## Brief 1
Copy out the passage of the article on the Planning Board and Landmark's affordable housing layout that opens with the words containing "members and residents" and closes with "up for interpretation.".
## Brief 2
Extend the article on the Planning Board and Landmark's affordable housing layout, picking up right after its final sentence.

## Extracted text
(begin)

Politics & Government

Planning Board Balks at Landmark's Affordable Housing Layout

Multiple members of the Planing Board questioned Landmark's architect Monday about the placement of the development's affordable housing units.

 members and residents spent the majority of questioning the developer's architect on why he placed the development's affordable housing units in two buildings at the back of the site rather than interspersing them throughout the development.

All 33 of the development's affordable units are located along Road A in Buildings K (15 of 26 units are affordable) and L (all 18 units are affordable), abutting the train tracks and without access to green space. The development's other 10 buildings contain only market rate units and all have some access to green space.

Both the Council on Affordable Housing regulations and a related borough ordinance encourage the integration of affordable units with market rate units to the extent feasible throughout a development. Just what "integration" means, however, has not been defined and is up for interpretation.

Find out what's happening in Fair Lawn-Saddle Brookwith free, real-time updates from Patch.

(end)

## Dataset section
(begin)

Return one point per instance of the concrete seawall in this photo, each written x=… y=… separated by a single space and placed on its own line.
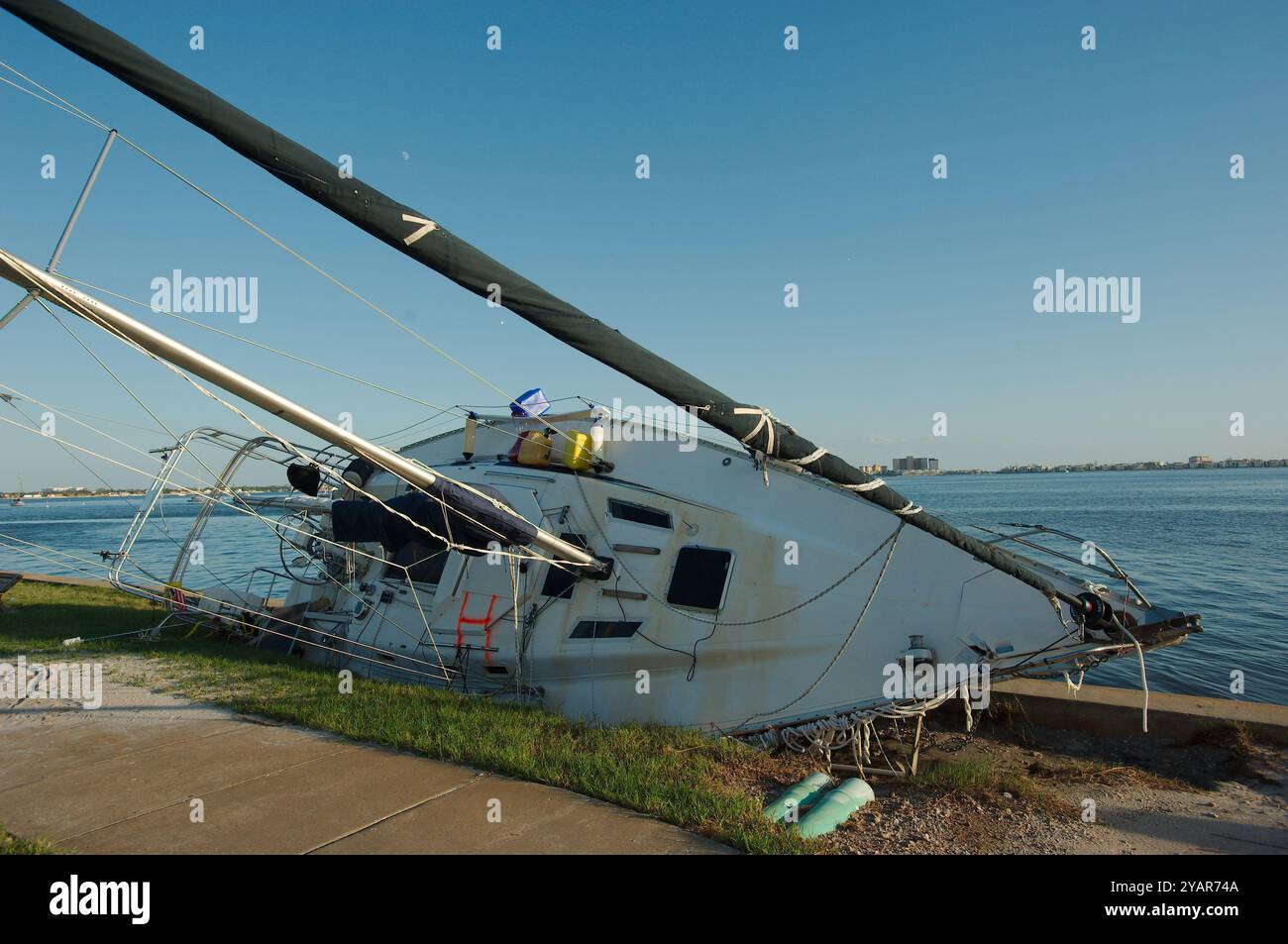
x=1095 y=708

(end)

## Exercise result 1
members and residents spent the majority of questioning the developer's architect on why he placed the development's affordable housing units in two buildings at the back of the site rather than interspersing them throughout the development.

All 33 of the development's affordable units are located along Road A in Buildings K (15 of 26 units are affordable) and L (all 18 units are affordable), abutting the train tracks and without access to green space. The development's other 10 buildings contain only market rate units and all have some access to green space.

Both the Council on Affordable Housing regulations and a related borough ordinance encourage the integration of affordable units with market rate units to the extent feasible throughout a development. Just what "integration" means, however, has not been defined and is up for interpretation.

## Exercise result 2
Joel Schwartz, the architect who testified on behalf of Landmark, said the developer's dispersal of affordable units complied with the spirit of the law.

Schwartz said that in a perfect world the affordable units could have been more completely dispersed throughout the entire development, but that he was still proud of the design's level of integration.

Find out what's happening in Fair Lawn-Saddle Brookwith free, real-time updates from Patch.

"Is it perfect? No," he said. "Is it a reasonable compromise? Yes." 

Board members were of a different mind. 

“When everybody on the board has looked at this, something bothers us about the location of the units," board planner Cheryl Bergailo told Schwartz.

Deputy Mayor Ed Trawinski suggested that Landmark provide the board an economic analysis to justify its affordable unit placement decisions.

"We all know what it looks like. It looks like you’re sticking them along the railroad tracks," Trawinski said. "I’m not suggesting that it was done in bad faith, I just think that you need to do a little bit in terms of persuading us…that the economic feasibility or infeasibility is there."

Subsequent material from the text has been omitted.